# Work required
Return, exactly, the line that contains "the white sneaker." together with all lines after it to the end of the entries, and no further lines.
— start Given data —
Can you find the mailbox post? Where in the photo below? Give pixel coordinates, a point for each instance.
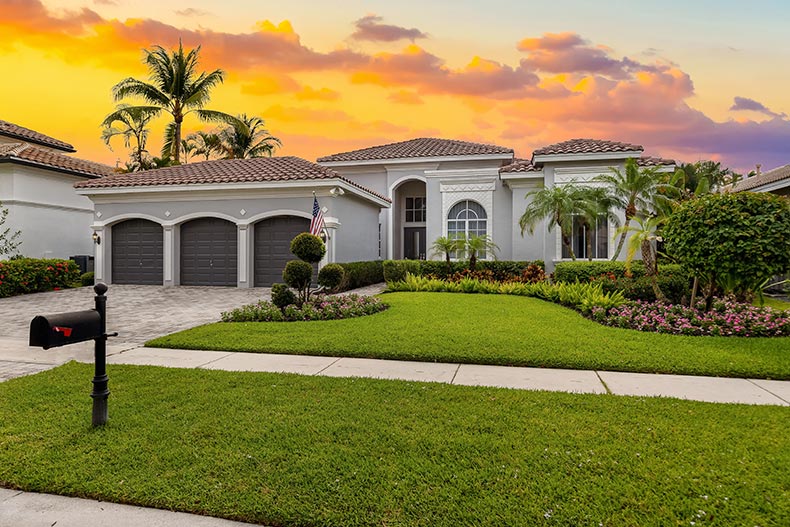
(51, 331)
(100, 380)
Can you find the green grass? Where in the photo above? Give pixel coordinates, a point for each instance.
(495, 329)
(287, 450)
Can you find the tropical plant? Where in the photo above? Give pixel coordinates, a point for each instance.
(734, 241)
(9, 242)
(247, 138)
(635, 190)
(559, 205)
(130, 123)
(204, 144)
(176, 88)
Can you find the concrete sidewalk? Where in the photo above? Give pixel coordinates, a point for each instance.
(30, 509)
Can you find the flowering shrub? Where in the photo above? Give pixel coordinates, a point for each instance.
(726, 318)
(317, 308)
(30, 275)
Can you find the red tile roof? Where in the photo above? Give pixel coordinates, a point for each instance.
(15, 131)
(416, 148)
(586, 146)
(225, 171)
(772, 176)
(28, 154)
(519, 165)
(649, 161)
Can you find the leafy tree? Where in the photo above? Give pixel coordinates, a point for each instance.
(733, 241)
(9, 241)
(635, 190)
(176, 88)
(558, 204)
(130, 123)
(247, 138)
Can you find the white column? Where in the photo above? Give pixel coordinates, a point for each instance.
(242, 255)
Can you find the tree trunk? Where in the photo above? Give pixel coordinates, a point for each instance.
(621, 243)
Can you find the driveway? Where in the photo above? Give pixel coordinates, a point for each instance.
(137, 312)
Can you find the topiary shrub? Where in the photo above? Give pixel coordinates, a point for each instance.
(331, 276)
(282, 296)
(308, 247)
(733, 241)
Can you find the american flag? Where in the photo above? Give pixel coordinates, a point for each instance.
(317, 223)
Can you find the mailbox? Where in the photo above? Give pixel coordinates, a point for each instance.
(51, 331)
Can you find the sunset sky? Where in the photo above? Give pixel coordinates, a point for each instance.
(687, 79)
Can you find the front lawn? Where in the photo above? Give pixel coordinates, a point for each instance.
(288, 450)
(495, 329)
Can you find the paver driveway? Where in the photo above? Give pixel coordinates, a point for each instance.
(137, 312)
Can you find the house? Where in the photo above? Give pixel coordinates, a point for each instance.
(230, 222)
(776, 181)
(37, 175)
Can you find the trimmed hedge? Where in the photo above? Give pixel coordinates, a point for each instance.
(361, 274)
(396, 270)
(31, 275)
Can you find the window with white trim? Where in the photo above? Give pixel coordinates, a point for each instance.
(466, 219)
(415, 210)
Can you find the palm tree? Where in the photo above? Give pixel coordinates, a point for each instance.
(175, 87)
(247, 138)
(643, 234)
(558, 204)
(446, 246)
(596, 203)
(133, 125)
(205, 144)
(637, 190)
(478, 245)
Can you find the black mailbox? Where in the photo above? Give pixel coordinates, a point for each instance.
(51, 331)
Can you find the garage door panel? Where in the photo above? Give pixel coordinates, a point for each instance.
(209, 249)
(137, 252)
(273, 247)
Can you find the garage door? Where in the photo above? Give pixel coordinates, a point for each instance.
(209, 252)
(137, 250)
(273, 247)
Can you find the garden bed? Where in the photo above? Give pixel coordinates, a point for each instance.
(291, 450)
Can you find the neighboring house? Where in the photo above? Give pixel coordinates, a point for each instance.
(230, 222)
(441, 187)
(225, 222)
(36, 186)
(776, 181)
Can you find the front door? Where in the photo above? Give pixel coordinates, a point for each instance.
(414, 243)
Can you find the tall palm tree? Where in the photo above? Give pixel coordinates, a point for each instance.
(175, 87)
(247, 138)
(558, 204)
(132, 124)
(635, 190)
(596, 203)
(205, 144)
(479, 245)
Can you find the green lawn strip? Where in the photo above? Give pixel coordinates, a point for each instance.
(289, 450)
(495, 329)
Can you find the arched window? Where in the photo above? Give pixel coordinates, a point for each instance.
(466, 219)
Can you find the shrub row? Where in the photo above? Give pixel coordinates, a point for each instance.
(361, 274)
(396, 270)
(31, 275)
(581, 296)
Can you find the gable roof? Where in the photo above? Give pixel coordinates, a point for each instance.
(586, 146)
(418, 148)
(259, 169)
(15, 131)
(31, 155)
(772, 176)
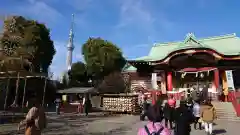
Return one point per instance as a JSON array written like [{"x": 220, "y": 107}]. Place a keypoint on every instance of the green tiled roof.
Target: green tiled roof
[
  {"x": 129, "y": 68},
  {"x": 225, "y": 44}
]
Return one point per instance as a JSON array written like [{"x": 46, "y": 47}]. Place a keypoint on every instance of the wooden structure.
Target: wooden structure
[
  {"x": 123, "y": 103},
  {"x": 175, "y": 66},
  {"x": 15, "y": 63}
]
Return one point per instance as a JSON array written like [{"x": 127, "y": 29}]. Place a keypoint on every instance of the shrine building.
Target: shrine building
[{"x": 194, "y": 62}]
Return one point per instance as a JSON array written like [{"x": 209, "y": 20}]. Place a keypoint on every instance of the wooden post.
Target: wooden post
[
  {"x": 44, "y": 91},
  {"x": 24, "y": 92},
  {"x": 7, "y": 92}
]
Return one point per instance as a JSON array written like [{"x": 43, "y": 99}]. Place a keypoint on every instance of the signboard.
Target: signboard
[
  {"x": 230, "y": 82},
  {"x": 154, "y": 81}
]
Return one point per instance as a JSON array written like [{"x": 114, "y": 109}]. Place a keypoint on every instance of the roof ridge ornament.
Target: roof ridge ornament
[{"x": 190, "y": 38}]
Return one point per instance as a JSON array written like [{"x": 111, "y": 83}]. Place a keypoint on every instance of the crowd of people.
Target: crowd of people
[{"x": 164, "y": 116}]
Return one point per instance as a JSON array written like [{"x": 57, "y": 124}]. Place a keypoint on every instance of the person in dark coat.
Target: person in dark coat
[
  {"x": 168, "y": 112},
  {"x": 183, "y": 117}
]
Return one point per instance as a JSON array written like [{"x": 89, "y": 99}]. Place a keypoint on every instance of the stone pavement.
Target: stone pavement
[{"x": 95, "y": 124}]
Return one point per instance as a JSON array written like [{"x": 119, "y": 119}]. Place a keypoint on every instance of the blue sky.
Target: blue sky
[{"x": 133, "y": 25}]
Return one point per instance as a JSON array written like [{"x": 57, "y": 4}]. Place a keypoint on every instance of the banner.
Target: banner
[
  {"x": 154, "y": 81},
  {"x": 230, "y": 81}
]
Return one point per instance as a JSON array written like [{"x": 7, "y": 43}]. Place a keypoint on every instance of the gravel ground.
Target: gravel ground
[{"x": 98, "y": 124}]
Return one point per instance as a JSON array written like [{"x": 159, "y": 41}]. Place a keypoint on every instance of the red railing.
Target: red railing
[{"x": 232, "y": 97}]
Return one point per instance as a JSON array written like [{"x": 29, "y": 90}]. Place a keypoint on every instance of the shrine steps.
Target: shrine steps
[{"x": 225, "y": 111}]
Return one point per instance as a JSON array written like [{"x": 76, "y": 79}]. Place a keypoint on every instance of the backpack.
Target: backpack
[{"x": 153, "y": 133}]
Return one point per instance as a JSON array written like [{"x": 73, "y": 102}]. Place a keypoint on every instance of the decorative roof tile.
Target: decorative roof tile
[{"x": 226, "y": 44}]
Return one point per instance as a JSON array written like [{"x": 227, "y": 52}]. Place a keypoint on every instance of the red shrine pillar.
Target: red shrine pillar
[
  {"x": 169, "y": 81},
  {"x": 216, "y": 78}
]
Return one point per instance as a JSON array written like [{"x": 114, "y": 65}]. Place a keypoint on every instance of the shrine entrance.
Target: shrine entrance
[
  {"x": 193, "y": 70},
  {"x": 190, "y": 77}
]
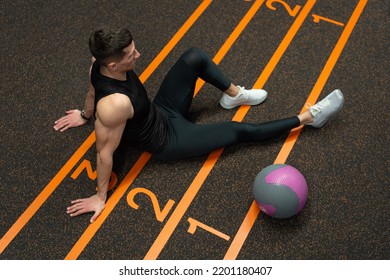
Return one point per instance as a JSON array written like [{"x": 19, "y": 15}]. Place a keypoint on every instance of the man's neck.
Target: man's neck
[{"x": 114, "y": 75}]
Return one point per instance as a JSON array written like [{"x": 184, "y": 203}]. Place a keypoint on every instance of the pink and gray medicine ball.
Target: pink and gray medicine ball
[{"x": 280, "y": 190}]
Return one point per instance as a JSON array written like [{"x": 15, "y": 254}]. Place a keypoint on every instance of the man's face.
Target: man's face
[{"x": 129, "y": 59}]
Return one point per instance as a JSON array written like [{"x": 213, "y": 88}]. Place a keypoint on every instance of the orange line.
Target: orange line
[
  {"x": 254, "y": 210},
  {"x": 195, "y": 186},
  {"x": 59, "y": 177},
  {"x": 144, "y": 158},
  {"x": 44, "y": 195}
]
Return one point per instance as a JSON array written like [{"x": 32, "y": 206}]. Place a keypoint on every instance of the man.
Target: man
[{"x": 123, "y": 112}]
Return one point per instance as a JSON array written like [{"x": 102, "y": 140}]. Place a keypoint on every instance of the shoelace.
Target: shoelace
[
  {"x": 317, "y": 108},
  {"x": 245, "y": 95}
]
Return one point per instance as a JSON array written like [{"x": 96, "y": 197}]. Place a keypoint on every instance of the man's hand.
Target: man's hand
[
  {"x": 72, "y": 119},
  {"x": 86, "y": 205}
]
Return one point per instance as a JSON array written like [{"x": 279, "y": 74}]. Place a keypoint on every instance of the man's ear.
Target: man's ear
[{"x": 112, "y": 66}]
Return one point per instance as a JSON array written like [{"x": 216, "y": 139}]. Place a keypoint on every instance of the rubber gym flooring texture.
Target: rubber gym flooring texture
[{"x": 201, "y": 208}]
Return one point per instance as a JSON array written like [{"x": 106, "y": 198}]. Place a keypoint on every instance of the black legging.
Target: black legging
[{"x": 186, "y": 139}]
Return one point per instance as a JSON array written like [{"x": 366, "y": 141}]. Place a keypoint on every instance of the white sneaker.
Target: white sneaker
[
  {"x": 244, "y": 97},
  {"x": 326, "y": 108}
]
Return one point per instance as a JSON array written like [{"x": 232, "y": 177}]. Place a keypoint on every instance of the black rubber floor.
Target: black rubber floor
[{"x": 202, "y": 208}]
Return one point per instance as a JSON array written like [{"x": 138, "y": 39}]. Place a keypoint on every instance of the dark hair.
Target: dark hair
[{"x": 107, "y": 43}]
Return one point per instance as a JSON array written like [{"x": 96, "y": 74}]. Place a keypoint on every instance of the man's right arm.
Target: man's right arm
[{"x": 73, "y": 117}]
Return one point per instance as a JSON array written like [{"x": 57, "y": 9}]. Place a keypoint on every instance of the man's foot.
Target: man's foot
[
  {"x": 244, "y": 97},
  {"x": 326, "y": 108}
]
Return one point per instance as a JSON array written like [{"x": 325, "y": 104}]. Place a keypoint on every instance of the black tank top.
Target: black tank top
[{"x": 147, "y": 130}]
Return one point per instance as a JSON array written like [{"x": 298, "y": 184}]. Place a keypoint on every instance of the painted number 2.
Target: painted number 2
[
  {"x": 161, "y": 214},
  {"x": 291, "y": 11}
]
— end Given data —
# Response to the task
Return one point per instance as a JSON array written like [{"x": 366, "y": 141}]. Place a keypoint on every instance of the white sneaker.
Target: white sneaker
[
  {"x": 244, "y": 97},
  {"x": 326, "y": 108}
]
Return one point per instance as a JSON array written like [{"x": 232, "y": 177}]. Place a keypoint on every instance of the black rubber floor.
Target: black rubber floor
[{"x": 202, "y": 208}]
Return one point per instance as a JSON array written like [{"x": 138, "y": 39}]. Place a keypoint on every instance of the dark hair.
Target: dark hair
[{"x": 107, "y": 43}]
Return one point per instance as a JSON array written like [{"x": 96, "y": 74}]. Place a keypoint on every instance of the man's right arm.
Target: man's right arm
[{"x": 73, "y": 117}]
Return one point per instance as a JSON array written like [{"x": 57, "y": 9}]. Place a keypoint on every instance of the man's foot.
Target: man's foot
[
  {"x": 244, "y": 97},
  {"x": 326, "y": 108}
]
Return one point per instance as a JSON array written like [{"x": 325, "y": 104}]. Place a keypoint on every instance of the black tank top.
Target: black tank top
[{"x": 147, "y": 130}]
Return one point per instance as a JSON array written like [{"x": 298, "y": 184}]. Place a keypoint on every instance of the painted number 2.
Target: painted number 2
[
  {"x": 161, "y": 214},
  {"x": 291, "y": 11}
]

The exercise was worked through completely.